• Stored data entries:

▼▼▼

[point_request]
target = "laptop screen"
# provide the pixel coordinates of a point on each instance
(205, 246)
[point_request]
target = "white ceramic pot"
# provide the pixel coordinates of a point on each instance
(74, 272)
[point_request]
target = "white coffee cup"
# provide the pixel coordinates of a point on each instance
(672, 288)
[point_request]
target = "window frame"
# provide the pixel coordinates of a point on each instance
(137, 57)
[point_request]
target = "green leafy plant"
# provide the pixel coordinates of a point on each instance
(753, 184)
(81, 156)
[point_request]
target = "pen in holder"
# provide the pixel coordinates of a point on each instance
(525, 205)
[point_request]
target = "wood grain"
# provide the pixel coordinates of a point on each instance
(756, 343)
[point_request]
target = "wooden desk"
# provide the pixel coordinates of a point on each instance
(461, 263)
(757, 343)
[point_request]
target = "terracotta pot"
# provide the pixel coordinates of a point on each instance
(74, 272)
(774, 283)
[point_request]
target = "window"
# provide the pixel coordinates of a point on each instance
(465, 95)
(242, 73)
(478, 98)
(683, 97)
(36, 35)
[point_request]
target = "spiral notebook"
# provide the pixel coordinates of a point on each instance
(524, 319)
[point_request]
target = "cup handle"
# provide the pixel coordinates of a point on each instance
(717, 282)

▲▲▲

• Task details: Set the entries above down once more, exactly as they stand.

• Written reply:
[point_request]
target = "laptop screen"
# provide the pixel coordinates of a point on each instance
(205, 246)
[point_request]
target = "white ceramic pot"
# provide the pixel coordinates of a point on each instance
(74, 272)
[point_request]
target = "white coffee cup"
# provide the pixel coordinates of a point on each instance
(672, 288)
[point_request]
target = "window frame"
# provide the pixel coordinates of a point on each instance
(137, 57)
[point_request]
target = "green leafy plant"
# provide the pixel coordinates of a point on each instance
(753, 184)
(81, 156)
[point_request]
target = "pen in holder"
# provide the pixel coordinates of a point on each instance
(525, 205)
[point_request]
target = "wood grain"
# provide the pixel coordinates of a point on each instance
(756, 343)
[point_request]
target = "wooden desk"
# provide the pixel coordinates of a point on each instance
(461, 263)
(757, 343)
[point_request]
target = "terracotta pot"
# provide the pixel coordinates of a point on each instance
(74, 272)
(774, 283)
[point_request]
target = "window"
# provide the pixel coordinates of a point on each instance
(465, 95)
(242, 73)
(478, 98)
(683, 97)
(36, 35)
[point_request]
target = "spiral notebook"
# provide the pixel coordinates of a point on each instance
(524, 319)
[point_request]
target = "cup handle"
# provide the pixel coordinates of a point on each instance
(717, 282)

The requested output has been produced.